### Text block:
+++

5) Go to a local park and pick up trash

Hear me out here. I know it’s cold, I know it can seem gross, but it does so much for the community, even if you don’t realize it. Throw on some gloves, grab a trash bag, and commit to cleaning up an entire trash bag of trash or even a set number of items. I started doing this after I noticed a lot of alcoholic beverage containers near a park by my house, and I didn’t want the kids nearby to have to deal with that. Of course, be safe, don’t pick up broken glass if you can help it, and make sure you wash your hands afterwards.

6) Donate something (time, money, items) to a local animal shelter or rescue group

Can you imagine being alone in a shelter on Christmas? That’s the unfortunate reality for a lot of animals. Animal shelters and rescue groups are almost always underfunded. First off, don’t be that person that gifts someone a pet they won’t take care of for the rest of it’s life. Secondly, make a donation to a local shelter or rescue group. Monetary donations are always accepted, but you can also donate your time. If you’re going to donate items, check with them about their needs. Many shelters request blankets and towels, cleaning supplies, and of course pet food.

7) Spend some time educating yourself on the issues affecting your community

Whenever I move, I always take time to acquaint myself with the new area and learn it’s strengths and weaknesses. This holiday season, do that, even if you’re not new to the area. What are the rates of homelessness in your area and what are the shelter and re-homing options? Is there a children’s hospital nearby that has families traveling from near and far? Is your animal shelter funded privately or by the local government? Understanding the issues, and the existing solutions, for many problems in your community will help you be a more effective problem solver and giver in the future.

+++

### Image-grounded pointing data:
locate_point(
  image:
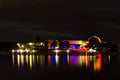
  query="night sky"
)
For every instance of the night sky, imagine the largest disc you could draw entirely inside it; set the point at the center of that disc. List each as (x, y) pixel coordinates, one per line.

+++

### Check your understanding:
1 - According to the community giving tips, what items do many animal shelters request?
2 - Write out the community giving tips word for word from "5) Go to a local" up to and including "your hands afterwards.".

### Answer set:
1 - Blankets and towels, cleaning supplies, and pet food.

2 -
5) Go to a local park and pick up trash

Hear me out here. I know it’s cold, I know it can seem gross, but it does so much for the community, even if you don’t realize it. Throw on some gloves, grab a trash bag, and commit to cleaning up an entire trash bag of trash or even a set number of items. I started doing this after I noticed a lot of alcoholic beverage containers near a park by my house, and I didn’t want the kids nearby to have to deal with that. Of course, be safe, don’t pick up broken glass if you can help it, and make sure you wash your hands afterwards.